The problem. The reply should contain every entry below exactly as written, with no images.

Data extract.
=== Begin Enclosure ===

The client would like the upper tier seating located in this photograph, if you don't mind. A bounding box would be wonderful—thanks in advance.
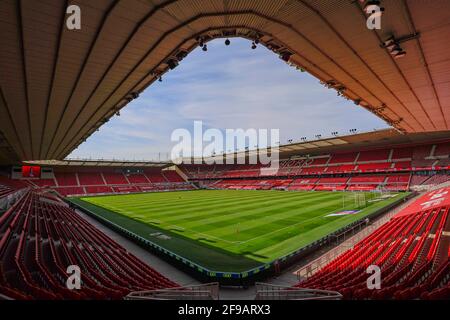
[145,172,167,183]
[357,149,390,162]
[29,179,56,187]
[413,145,433,160]
[294,194,450,299]
[308,157,330,166]
[78,173,105,186]
[434,143,450,157]
[391,147,413,160]
[412,159,437,168]
[0,191,178,299]
[55,173,78,186]
[30,171,195,197]
[328,153,358,164]
[126,174,149,184]
[181,142,449,182]
[326,165,356,173]
[102,173,128,185]
[162,171,185,182]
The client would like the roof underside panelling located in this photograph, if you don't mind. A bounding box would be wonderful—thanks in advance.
[0,0,449,164]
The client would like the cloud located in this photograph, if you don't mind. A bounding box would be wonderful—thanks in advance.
[68,38,389,160]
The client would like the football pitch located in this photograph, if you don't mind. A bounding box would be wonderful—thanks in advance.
[70,190,408,272]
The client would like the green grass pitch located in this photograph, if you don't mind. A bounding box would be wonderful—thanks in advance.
[70,190,408,272]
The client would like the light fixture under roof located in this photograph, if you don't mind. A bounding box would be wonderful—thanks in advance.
[394,51,407,59]
[382,36,407,59]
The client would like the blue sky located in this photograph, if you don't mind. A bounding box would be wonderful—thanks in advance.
[68,38,390,161]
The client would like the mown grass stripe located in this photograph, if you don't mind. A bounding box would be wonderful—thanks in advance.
[77,190,408,267]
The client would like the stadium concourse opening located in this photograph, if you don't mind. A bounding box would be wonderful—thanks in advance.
[0,0,450,304]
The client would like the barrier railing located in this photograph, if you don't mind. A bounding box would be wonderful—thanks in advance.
[255,283,342,300]
[125,283,219,300]
[0,293,13,300]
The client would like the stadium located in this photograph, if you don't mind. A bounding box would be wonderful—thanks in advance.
[0,0,449,305]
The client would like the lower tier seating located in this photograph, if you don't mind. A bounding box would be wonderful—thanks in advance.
[0,191,178,299]
[294,199,450,299]
[0,185,15,199]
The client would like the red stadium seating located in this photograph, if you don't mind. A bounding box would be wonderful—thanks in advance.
[393,161,411,169]
[357,149,390,162]
[328,152,358,164]
[112,185,138,193]
[435,158,450,168]
[349,176,386,184]
[434,142,450,157]
[126,174,150,184]
[386,174,410,183]
[102,173,128,185]
[300,167,327,174]
[422,174,450,186]
[326,164,356,173]
[22,169,196,196]
[410,175,430,186]
[85,186,113,194]
[29,179,56,187]
[56,187,85,197]
[317,177,349,184]
[413,145,433,160]
[54,173,78,186]
[145,171,167,183]
[0,191,178,299]
[315,185,346,191]
[357,163,392,172]
[294,189,450,299]
[392,147,413,160]
[181,142,448,184]
[288,185,316,191]
[78,173,105,186]
[308,157,330,166]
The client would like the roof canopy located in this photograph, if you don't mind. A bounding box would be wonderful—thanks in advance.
[1,0,449,165]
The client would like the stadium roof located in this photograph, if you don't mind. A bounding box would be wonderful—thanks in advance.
[23,159,172,168]
[1,0,449,165]
[276,128,450,158]
[189,128,450,162]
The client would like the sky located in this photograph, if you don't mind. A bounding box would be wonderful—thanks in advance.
[68,38,390,161]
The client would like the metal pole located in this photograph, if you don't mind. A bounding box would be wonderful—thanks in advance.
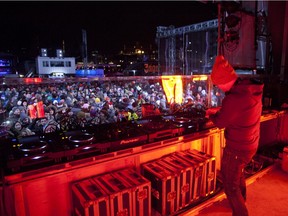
[217,2,222,55]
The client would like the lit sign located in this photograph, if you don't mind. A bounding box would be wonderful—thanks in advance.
[24,78,43,83]
[120,138,140,145]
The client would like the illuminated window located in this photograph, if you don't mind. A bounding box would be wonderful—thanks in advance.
[42,61,49,67]
[65,61,71,67]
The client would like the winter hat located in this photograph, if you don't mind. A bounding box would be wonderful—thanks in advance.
[20,112,28,121]
[211,55,238,85]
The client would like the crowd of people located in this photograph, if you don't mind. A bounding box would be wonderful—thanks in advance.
[0,77,221,139]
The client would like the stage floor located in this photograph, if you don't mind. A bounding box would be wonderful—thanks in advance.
[188,161,288,216]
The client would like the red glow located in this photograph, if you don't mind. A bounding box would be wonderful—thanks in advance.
[24,78,43,83]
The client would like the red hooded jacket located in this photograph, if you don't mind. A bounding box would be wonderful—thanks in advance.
[210,78,264,152]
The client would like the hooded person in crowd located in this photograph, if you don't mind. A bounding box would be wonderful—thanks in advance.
[205,55,264,216]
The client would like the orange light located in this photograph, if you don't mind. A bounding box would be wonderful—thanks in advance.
[161,75,183,104]
[192,75,207,81]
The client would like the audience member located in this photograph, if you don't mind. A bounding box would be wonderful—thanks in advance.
[0,78,209,138]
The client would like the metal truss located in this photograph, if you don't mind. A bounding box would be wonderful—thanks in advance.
[156,19,218,39]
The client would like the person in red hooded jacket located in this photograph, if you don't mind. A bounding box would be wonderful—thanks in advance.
[206,55,264,216]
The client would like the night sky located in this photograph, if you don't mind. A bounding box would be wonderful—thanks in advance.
[0,1,217,57]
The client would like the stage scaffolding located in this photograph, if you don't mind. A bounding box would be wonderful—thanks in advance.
[156,19,218,75]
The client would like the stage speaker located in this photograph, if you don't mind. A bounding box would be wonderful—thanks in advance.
[223,12,256,69]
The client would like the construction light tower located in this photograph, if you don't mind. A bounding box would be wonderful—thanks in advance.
[82,29,88,69]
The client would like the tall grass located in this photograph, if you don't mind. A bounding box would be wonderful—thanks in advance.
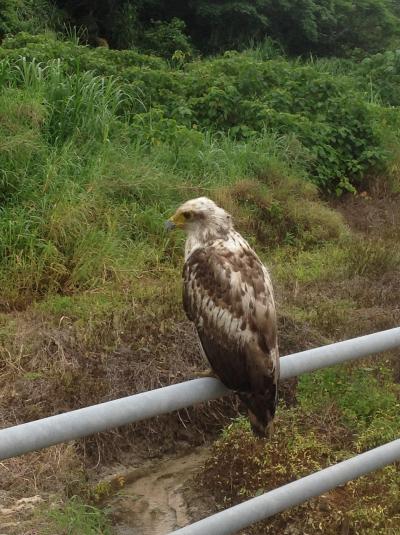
[6,57,130,144]
[0,52,374,308]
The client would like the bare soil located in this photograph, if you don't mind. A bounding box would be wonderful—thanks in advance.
[103,447,214,535]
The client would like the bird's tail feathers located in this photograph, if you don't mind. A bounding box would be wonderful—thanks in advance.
[239,389,277,438]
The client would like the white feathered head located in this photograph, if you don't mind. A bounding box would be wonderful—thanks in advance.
[166,197,233,236]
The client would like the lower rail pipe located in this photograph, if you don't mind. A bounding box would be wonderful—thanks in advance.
[169,437,400,535]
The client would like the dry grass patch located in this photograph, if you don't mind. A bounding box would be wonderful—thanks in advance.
[214,177,345,249]
[0,444,84,498]
[0,278,238,467]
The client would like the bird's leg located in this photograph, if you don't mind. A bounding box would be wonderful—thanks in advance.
[191,367,217,379]
[265,419,274,439]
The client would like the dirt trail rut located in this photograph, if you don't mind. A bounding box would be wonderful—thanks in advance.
[107,447,213,535]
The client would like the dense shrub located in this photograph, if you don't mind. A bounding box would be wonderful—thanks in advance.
[1,34,397,192]
[265,0,399,56]
[141,18,193,59]
[358,49,400,106]
[0,0,65,38]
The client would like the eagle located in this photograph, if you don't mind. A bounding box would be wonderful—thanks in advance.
[166,197,279,437]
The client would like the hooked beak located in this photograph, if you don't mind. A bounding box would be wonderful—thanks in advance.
[164,219,176,231]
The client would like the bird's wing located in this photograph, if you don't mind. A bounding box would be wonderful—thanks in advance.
[183,242,279,395]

=== End Enclosure ===

Expected output.
The client would like the upper tier seating located in this photograph, if you don't mind. A bounding box would be wonderful—thanks in advance.
[145,172,167,183]
[357,149,390,162]
[29,179,56,187]
[413,145,433,160]
[294,194,450,299]
[308,157,330,166]
[78,173,105,186]
[434,143,450,157]
[391,147,413,160]
[412,159,437,168]
[0,191,178,299]
[55,173,78,186]
[30,171,195,197]
[328,153,358,164]
[126,174,149,184]
[181,142,449,182]
[326,165,356,173]
[102,173,128,185]
[162,171,185,182]
The client would like the roof underside panelling located in this photograph, if you don't mind. A bounding box would be wonderful—thanks in advance.
[0,0,449,164]
The client would like the cloud located in this photograph, if you don't mind. A bounding box would be wonderful—thanks in advance.
[68,38,389,160]
The client would like the football pitch located in this photograph, if you don't mind. A bounding box would be wonderful—thanks in advance.
[70,190,408,272]
The client would like the green grass pitch located in this photograph, if you don't mind. A bounding box would be wonderful—thanks in advance.
[70,190,408,272]
The client would like the light fixture under roof located in this photograph, if you don't mind. A bounding box would be wonderful—thanks in advance.
[394,51,407,59]
[382,36,407,59]
The client would like the blue sky located in this photograph, if you don't mind. A bounding box would be wonderful—thanks in advance.
[68,38,390,161]
The client would like the mown grass stripe located in this photograph, if you don't mind. A bounding box would be wonderful—thanks in advance.
[77,190,408,267]
The client would like the stadium concourse opening located in this photograph, if you don't mind. A bounding box would be wonderful—thanks in advance.
[0,0,450,304]
The client would like the barrier railing located in this photograph, if you don't mind. A bounding box would be wonderful—thanks in advance.
[255,283,342,300]
[125,283,219,300]
[0,293,13,300]
The client would like the stadium located in this photograph, if you don't mind. A bounding box would be wonderful—thanks in advance.
[0,0,449,305]
The client would like the lower tier seating located in this photograph, if you don't mind. A bounding box would be wonderful—thanks in advance.
[0,191,178,299]
[294,199,450,299]
[0,185,15,199]
The client would like the red stadium seating located in this photograph, if you don't mind. A bounding box would be wonderful—thanks in advance.
[393,161,411,169]
[357,149,390,162]
[328,152,358,164]
[112,185,138,193]
[435,158,450,168]
[349,176,386,184]
[434,142,450,157]
[126,174,150,184]
[386,174,410,183]
[102,173,128,185]
[300,167,327,174]
[422,174,450,186]
[326,164,356,173]
[22,169,196,196]
[410,175,430,186]
[85,186,113,194]
[29,179,56,187]
[56,187,85,197]
[317,177,349,184]
[413,145,433,160]
[54,173,78,186]
[145,171,167,183]
[0,191,178,299]
[315,185,346,191]
[357,163,392,172]
[294,189,450,299]
[392,147,413,160]
[181,142,448,184]
[288,185,316,191]
[78,173,105,186]
[308,157,330,166]
The client would like the roof canopy located in this photograph, if you don't mind. A bounding box would be wonderful—thanks in advance.
[1,0,449,165]
The client would like the stadium roof located in this photograph, if you don't mind. A bounding box would be wonderful—thanks in advance.
[23,159,172,168]
[1,0,449,165]
[276,128,450,158]
[189,128,450,162]
The client would like the sky located in this photograph, if you don't mind. A bounding box would be wonderful—thanks in advance.
[68,38,390,161]
The client would like the metal pole located in this photograph, if you don't mind. A bounding box would be wonderful—thanks in advance.
[217,2,222,55]
The client would like the lit sign located in this photograph, if you don't mind. A bounding box would be wonderful—thanks in advance.
[24,78,43,83]
[120,138,140,145]
The client would like the illuminated window located in this photograph, if you don't mind. A bounding box would be wonderful—thanks in advance.
[42,61,49,67]
[65,61,71,67]
The client would like the winter hat located in this photograph, if you don't mind. A bounding box would be wonderful—thanks in advance.
[20,112,28,121]
[211,55,238,85]
The client would like the crowd of people located in this photograph, if you don't mind. A bounding box would be wonderful—thanks in advance.
[0,77,221,139]
The client would like the stage floor located in this photograph, if you don't mind. A bounding box would be wonderful—thanks in advance.
[188,161,288,216]
The client would like the red glow located in this photograph, if you don't mind. A bounding box would be wonderful—thanks in advance.
[24,78,43,83]
The client would like the red hooded jacket located in this photograph, if you don't mind. A bounding box would be wonderful—thanks in advance.
[210,78,264,152]
The client would like the hooded person in crowd located in this photograph, if you don't mind. A bounding box would be wonderful—thanks in advance.
[205,55,264,216]
The client would like the orange light located in this photograph, if you don't mind. A bounding box would be wonderful—thanks in advance.
[161,75,183,104]
[192,75,207,81]
The client would like the audience member located in this photograph, if you don't mind. A bounding box would be wonderful—thanks in advance.
[0,78,209,138]
The client would like the metal truss located in this photograph, if you don't mind. A bounding box would be wonderful—thanks in advance.
[156,19,218,39]
The client would like the person in red hooded jacket located in this photograph, if you don't mind. A bounding box would be wonderful—thanks in advance.
[206,55,264,216]
The client would like the night sky located in this photograph, if you don't mind. A bounding box would be wonderful—thanks in advance.
[0,1,217,57]
The client would like the stage scaffolding located in this photograph, if you don't mind. A bounding box would be wonderful—thanks in advance.
[156,19,218,75]
The client would like the stage speaker located in this photograph, if you don't mind. A bounding box would be wonderful—thanks in advance.
[223,12,256,69]
The client would like the construction light tower located in this photograph, if you don't mind. A bounding box would be wonderful—thanks in advance.
[82,29,88,69]
The client would like the tall grass located in this photograph, if you don't mind. A bounding box would be wonderful—thanks in advance.
[6,57,130,144]
[0,52,374,308]
The client would like the bare soil located in this photograph, if you don't mind. A bounding box would be wonderful—thanks in advance.
[103,447,214,535]
The client would like the bird's tail feathers located in this photograph, if you don't mind. A bounding box would be wonderful—thanks in advance.
[239,389,277,438]
The client would like the white feathered head located in this photograph, if you don't mind. A bounding box would be wonderful—thanks in advance.
[166,197,233,236]
The client would like the lower rail pipe located in this photograph, if you don't mind. A bounding box would be wonderful—thanks in advance.
[169,437,400,535]
The client would like the dry grass patch located in this photograph, if you don't mind. A bounding box would be wonderful—thanks in advance.
[214,177,345,249]
[0,444,84,498]
[0,278,238,467]
The client would like the bird's leg located in this photograph, if you don't mind. A bounding box would be wonderful—thanks in advance.
[191,367,217,379]
[265,419,274,439]
The client would like the dirt trail rut located in this photograph, if you don't mind. A bounding box would be wonderful—thanks in advance.
[107,447,213,535]
The client would like the dense shrub located in this photograph, if you don't mind. A bounding box would be wonderful—thanks in advance.
[1,34,397,192]
[265,0,399,56]
[141,18,193,59]
[358,49,400,106]
[0,0,65,38]
The client would like the eagle located in this photograph, if you don't mind. A bounding box would be wonderful—thanks in advance.
[166,197,279,437]
The client would like the hooked beak located in this photograph, if you don't mind. A bounding box would be wonderful—thanks in advance.
[164,219,176,231]
The client would like the bird's wing located in this photograph, if you don't mind. A bounding box would be wonderful—thanks in advance.
[183,242,279,395]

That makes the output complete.